:: Entries ::
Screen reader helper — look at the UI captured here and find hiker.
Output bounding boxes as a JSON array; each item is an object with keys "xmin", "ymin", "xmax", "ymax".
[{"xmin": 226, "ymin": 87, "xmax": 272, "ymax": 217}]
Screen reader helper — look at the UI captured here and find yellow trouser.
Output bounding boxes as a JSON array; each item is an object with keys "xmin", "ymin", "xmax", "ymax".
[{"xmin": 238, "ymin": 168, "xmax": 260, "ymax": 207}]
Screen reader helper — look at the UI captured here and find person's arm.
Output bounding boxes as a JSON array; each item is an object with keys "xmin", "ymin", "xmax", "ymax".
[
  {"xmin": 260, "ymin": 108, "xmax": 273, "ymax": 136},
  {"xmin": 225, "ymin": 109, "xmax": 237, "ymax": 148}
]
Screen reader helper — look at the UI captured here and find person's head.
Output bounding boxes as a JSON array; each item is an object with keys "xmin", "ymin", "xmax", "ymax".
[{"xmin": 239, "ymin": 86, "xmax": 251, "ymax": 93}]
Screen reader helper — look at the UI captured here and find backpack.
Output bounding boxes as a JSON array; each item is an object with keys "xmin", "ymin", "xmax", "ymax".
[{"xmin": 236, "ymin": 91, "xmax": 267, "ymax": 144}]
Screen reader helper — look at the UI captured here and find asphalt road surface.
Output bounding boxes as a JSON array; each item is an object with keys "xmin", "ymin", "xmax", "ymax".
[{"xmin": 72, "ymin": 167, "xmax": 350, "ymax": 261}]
:::
**What to work on**
Reproduce all of the records above, copying every line verbatim and in its original order.

**Answer for this exercise**
Screen reader helper — look at the UI captured here and find hiker.
Output bounding boxes as a JSON array; each item is an object with keys "xmin", "ymin", "xmax", "ymax".
[{"xmin": 226, "ymin": 87, "xmax": 272, "ymax": 217}]
Screen reader helper — look at the UI captured here and find yellow trouser.
Output bounding boxes as a JSON array; each item is an object with keys "xmin", "ymin", "xmax", "ymax".
[{"xmin": 238, "ymin": 168, "xmax": 260, "ymax": 207}]
Screen reader helper — look at the UI captured here and find person's arm.
Output bounding boxes as a JSON array; each item is an object with keys "xmin", "ymin", "xmax", "ymax".
[
  {"xmin": 260, "ymin": 108, "xmax": 273, "ymax": 136},
  {"xmin": 225, "ymin": 109, "xmax": 237, "ymax": 148}
]
Screen reader helper — look at the UI captured here and find person's head.
Output bounding boxes as a JSON array; each item is an object with keys "xmin", "ymin", "xmax", "ymax".
[{"xmin": 239, "ymin": 86, "xmax": 251, "ymax": 93}]
Screen reader helper — look at the UI captured here and find backpack.
Output bounding boxes as a JSON array; each item is an object with keys "xmin", "ymin", "xmax", "ymax".
[{"xmin": 236, "ymin": 91, "xmax": 267, "ymax": 144}]
Screen reader helper — look at the UI captured here and find asphalt road surface.
Output bounding boxes as a JSON array; each item is an object with keys "xmin", "ymin", "xmax", "ymax".
[{"xmin": 72, "ymin": 167, "xmax": 350, "ymax": 261}]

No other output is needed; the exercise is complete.